What to work on:
Nothing in the records should differ when you write them out again.

Data entries
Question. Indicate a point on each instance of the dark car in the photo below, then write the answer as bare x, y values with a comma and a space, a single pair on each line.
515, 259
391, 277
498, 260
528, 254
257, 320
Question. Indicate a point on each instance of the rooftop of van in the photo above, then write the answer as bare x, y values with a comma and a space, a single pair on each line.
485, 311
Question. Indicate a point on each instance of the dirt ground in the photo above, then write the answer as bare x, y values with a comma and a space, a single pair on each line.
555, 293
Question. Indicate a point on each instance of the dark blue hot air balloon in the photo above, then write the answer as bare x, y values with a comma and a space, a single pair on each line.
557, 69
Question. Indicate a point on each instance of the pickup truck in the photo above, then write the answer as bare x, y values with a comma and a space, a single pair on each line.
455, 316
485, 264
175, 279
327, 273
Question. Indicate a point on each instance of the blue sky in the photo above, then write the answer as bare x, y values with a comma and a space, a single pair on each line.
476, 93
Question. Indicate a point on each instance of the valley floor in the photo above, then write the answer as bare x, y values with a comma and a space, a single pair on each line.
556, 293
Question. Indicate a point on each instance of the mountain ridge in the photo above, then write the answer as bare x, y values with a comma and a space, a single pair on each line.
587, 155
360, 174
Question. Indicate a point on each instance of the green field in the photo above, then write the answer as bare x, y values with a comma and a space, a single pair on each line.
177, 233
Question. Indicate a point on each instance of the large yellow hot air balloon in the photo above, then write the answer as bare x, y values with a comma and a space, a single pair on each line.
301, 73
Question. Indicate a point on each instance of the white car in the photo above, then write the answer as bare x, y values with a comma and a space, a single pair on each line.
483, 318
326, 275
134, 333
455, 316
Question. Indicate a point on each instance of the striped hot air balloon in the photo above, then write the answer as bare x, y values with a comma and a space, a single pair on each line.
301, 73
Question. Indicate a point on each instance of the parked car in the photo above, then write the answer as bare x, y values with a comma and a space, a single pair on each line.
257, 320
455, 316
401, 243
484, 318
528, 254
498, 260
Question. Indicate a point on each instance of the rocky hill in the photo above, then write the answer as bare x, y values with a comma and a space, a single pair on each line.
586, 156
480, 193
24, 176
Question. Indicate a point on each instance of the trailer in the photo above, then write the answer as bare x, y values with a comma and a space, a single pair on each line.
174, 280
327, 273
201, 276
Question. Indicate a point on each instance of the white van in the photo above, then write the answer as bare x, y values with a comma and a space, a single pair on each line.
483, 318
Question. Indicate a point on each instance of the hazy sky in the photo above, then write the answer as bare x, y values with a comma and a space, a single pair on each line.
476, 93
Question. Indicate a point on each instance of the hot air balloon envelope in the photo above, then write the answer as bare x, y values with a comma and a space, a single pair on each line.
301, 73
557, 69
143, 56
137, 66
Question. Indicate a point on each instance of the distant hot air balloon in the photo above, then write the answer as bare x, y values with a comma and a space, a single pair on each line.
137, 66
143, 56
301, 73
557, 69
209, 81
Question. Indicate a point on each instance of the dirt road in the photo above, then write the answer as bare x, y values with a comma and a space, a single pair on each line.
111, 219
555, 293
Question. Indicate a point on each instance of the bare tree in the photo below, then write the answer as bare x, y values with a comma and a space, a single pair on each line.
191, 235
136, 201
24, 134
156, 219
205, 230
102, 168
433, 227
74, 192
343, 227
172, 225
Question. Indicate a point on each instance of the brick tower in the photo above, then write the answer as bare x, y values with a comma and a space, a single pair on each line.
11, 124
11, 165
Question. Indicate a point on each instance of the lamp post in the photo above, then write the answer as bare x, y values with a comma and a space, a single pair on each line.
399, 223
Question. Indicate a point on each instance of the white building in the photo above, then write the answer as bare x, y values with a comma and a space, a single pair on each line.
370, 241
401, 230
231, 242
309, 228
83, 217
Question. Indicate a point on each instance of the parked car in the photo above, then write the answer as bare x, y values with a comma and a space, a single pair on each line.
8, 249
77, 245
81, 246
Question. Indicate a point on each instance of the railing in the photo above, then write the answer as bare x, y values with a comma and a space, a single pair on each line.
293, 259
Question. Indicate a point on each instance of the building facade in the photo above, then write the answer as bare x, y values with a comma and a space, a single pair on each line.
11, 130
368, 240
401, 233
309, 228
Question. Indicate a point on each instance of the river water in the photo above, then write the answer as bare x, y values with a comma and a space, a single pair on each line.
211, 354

Exercise solution:
Question. Indicate a point on each instance of the dark car in the photo below, then write the answer as bare x, y values with a comma and a space, a single pair on each line.
515, 259
391, 277
498, 260
528, 254
257, 320
Question. Indicate a point on each instance of the rooftop of van in the photo above, then write the answer as bare x, y values with a comma and a space, a single pair on each line.
485, 311
Question. Indicate a point on each instance of the dirt ground in the photo above, then write the answer as bare x, y values with a comma and a space, a single pair on each line.
555, 293
Question. Indicate a point on each instance of the dark blue hot air balloon in the photo above, then write the answer as bare x, y values with a comma and a space, a single pair on each line.
557, 69
Question. Indicate a point on each instance of the pickup truck in the photo above, then write the answer as bare x, y values with a comma and a space, a single pair on each line.
455, 316
485, 264
175, 279
327, 273
Question. Indicate a point on each instance of the blue sky in the photo above, then write the answer as bare x, y values with a comma and a space, a single pair on each line.
476, 93
Question. Indicate a point on each instance of the valley floor in the photo above, then write the answer as bare x, y values with a comma and a space, a single pair on each line.
556, 293
Question. Indicate a point on each instance of the mountain ridge in the photo above, then write the answer as bare x, y values with a comma and a space, a single pair on each line.
587, 155
360, 174
Question. Indicate a point on each instance of the green field in the photo above, then write the answer as bare x, y values with a comma and a space, a single pair on each line.
177, 233
Question. Indicate a point on each instance of the large yellow hot air balloon in the photo above, then write the answer as bare x, y values with a comma and a space, a single pair on each line.
301, 73
Question. Indicate a point on each instance of the white car in the photo above, then write the answer as bare x, y values with a comma and a space, a single pair on each line.
483, 318
326, 275
134, 333
455, 316
Question. Indicate a point on each instance of the striped hot air balloon in the photo above, then write the answer as bare x, y values with a comma and a space, a single pair on each line.
301, 73
Question. Indicate a point on each instance of the parked car in the photo above, then write the answer as bare x, y values with a comma and a space, a single pair on each line.
257, 320
455, 316
401, 243
484, 318
528, 254
498, 260
Question. Indicate a point on each instance of the rocky hill in the photo above, then write the answer as bare x, y values with a comma and a space, a single pair on each line.
586, 156
480, 193
24, 176
Question. Indicate a point on each instance of the trailer in the photo above, then write the answer as bare x, y values with a comma and a space, a single pair on each line.
174, 280
327, 273
201, 276
Question. Indicate a point on each instance of the white van in the photo above, then write the answer as bare x, y values with a comma and a space, a single pair on each line.
483, 318
Question. Indicate a point on each instance of the hazy sky in the photo above, then write the answer as bare x, y values with a comma and a space, a single pair on each line.
476, 93
Question. Indicate a point on each instance of the hot air balloon envelope in the photo above, then write the answer as bare x, y values with a comma and a space, a single pair on each line.
301, 73
557, 69
143, 56
137, 66
Question. Indicate a point on each instance of the distant hot air balloon in the photo above, then write the answer as bare x, y values with a comma and a space, a single pair on each line.
137, 66
143, 56
301, 73
557, 69
209, 81
Question. Indicate a point on each instance of the dirt road in the photo above, then write the answer as bare x, y values with a comma and a space, a single pair on each line.
111, 219
555, 293
Question. Indicate a point on each instance of the bare tree in the photo below, then write the answer as bare x, y values with a comma and a space, a single pair on each line.
191, 235
136, 201
24, 134
156, 219
205, 230
102, 168
433, 227
74, 192
343, 227
172, 225
Question. Indicate a point on each instance of the brick tower in the photo above, then write the answer as bare x, y values with a comma and a space, a single pair on each line.
11, 124
11, 165
Question. Indicate a point on each instance of the lamp post in the photo above, then write the answer as bare x, y values with a comma and a space, a single pair on each line.
399, 223
Question. Indicate a point on each instance of the white building in the photo above, then write the answer as bare x, y values with a comma and a space, a single pair on each line.
370, 241
401, 230
231, 242
309, 228
83, 217
Question. Indicate a point on each instance of the parked car in the photo above, then write the answer as bare x, y values with a comma and a space, a single pair on each line.
8, 249
77, 245
81, 246
Question. Indicate a point on each instance of the railing in the photo above, then write the answer as bare x, y values with a comma and a space, a single pair on each line.
293, 259
Question. Indicate a point on each instance of the building facade in the photo above, then write the answer as bare x, y values with a comma and a space, a single pair on each line.
11, 130
368, 240
401, 233
309, 228
Question. Indicate a point on each instance of the river water in the photo above, then write the answer as bare x, y values with a comma and a space, a single pair on each line.
211, 354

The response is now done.